===== DATASET ENTRIES

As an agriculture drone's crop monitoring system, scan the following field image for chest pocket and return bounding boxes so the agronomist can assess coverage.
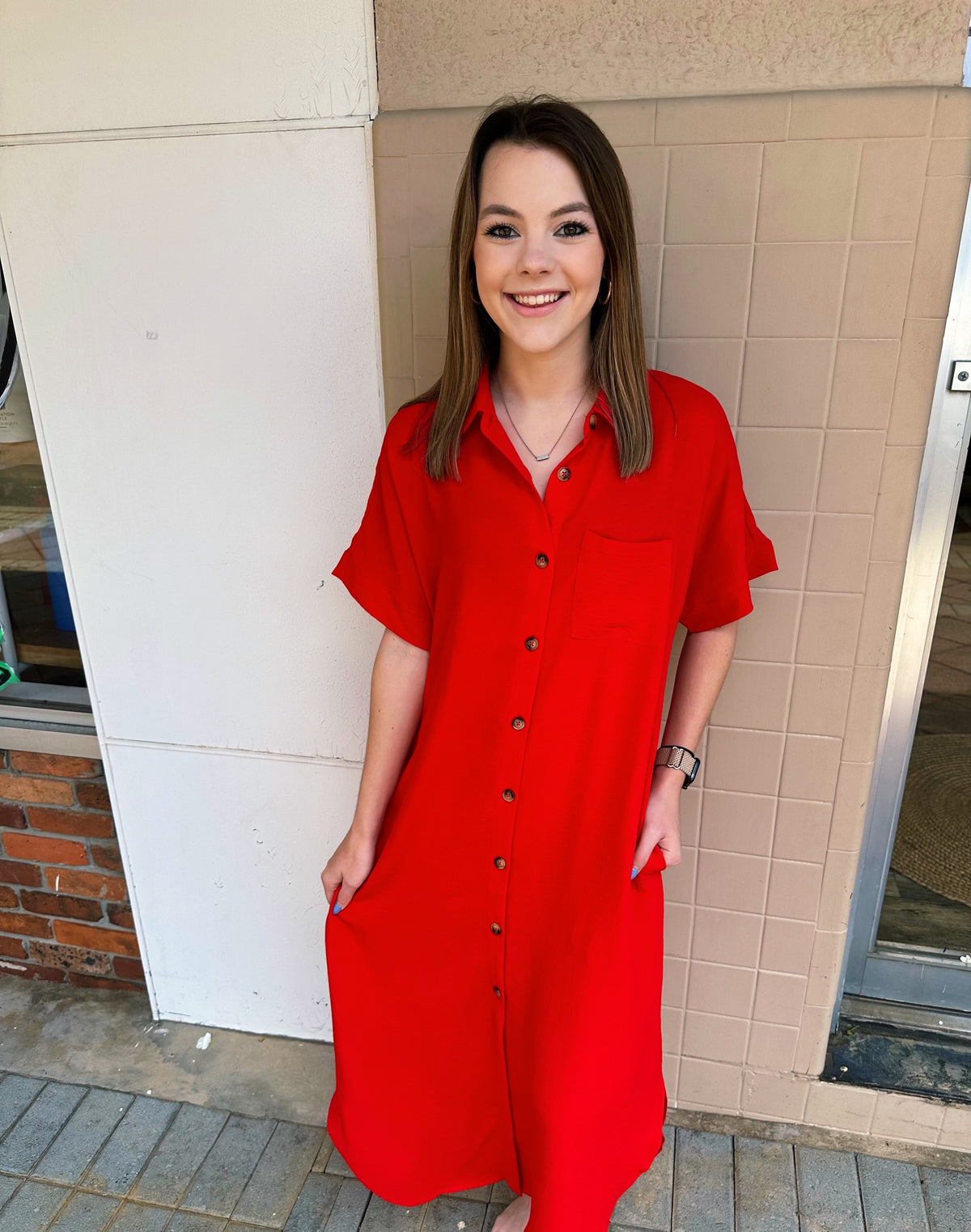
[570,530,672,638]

==========
===== DATASET ENTRIES

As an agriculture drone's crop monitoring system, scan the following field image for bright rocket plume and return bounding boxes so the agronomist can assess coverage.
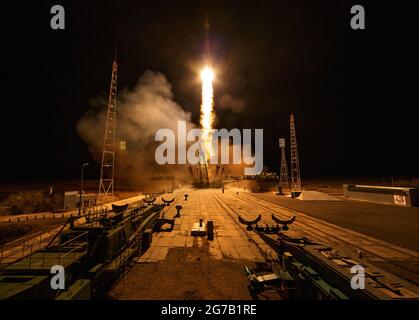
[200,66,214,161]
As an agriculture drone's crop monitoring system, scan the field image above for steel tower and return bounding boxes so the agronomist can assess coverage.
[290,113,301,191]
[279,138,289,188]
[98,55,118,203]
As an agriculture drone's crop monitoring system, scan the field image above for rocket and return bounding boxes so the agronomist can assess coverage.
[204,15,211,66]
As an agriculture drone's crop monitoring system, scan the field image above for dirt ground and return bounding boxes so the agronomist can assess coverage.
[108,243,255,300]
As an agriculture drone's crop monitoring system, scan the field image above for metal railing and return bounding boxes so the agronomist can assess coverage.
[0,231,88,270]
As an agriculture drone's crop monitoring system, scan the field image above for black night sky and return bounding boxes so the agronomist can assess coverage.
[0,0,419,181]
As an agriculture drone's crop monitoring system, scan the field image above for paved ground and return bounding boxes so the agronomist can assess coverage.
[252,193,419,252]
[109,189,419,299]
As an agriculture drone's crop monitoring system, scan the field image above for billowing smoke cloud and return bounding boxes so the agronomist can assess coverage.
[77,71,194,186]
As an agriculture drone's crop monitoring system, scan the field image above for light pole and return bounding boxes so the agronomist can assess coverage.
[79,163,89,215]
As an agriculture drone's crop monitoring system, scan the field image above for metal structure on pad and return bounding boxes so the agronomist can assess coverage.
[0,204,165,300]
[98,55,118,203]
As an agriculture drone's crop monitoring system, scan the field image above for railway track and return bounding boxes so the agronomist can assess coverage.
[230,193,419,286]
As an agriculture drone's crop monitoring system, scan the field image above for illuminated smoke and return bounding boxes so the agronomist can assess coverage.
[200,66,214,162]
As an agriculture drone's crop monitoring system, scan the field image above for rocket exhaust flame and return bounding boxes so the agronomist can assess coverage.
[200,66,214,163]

==========

**TASK:**
Write out the data word for word, from the line holding "image for chest" through the line holding "[570,530,672,638]", both lines included. Leave the pictures out.

**EXERCISE RESPONSE:**
As an agriculture drone's crop monitoring system, scan the following field image for chest pocket and return bounding boxes so the agronomist can assess coverage.
[570,530,672,638]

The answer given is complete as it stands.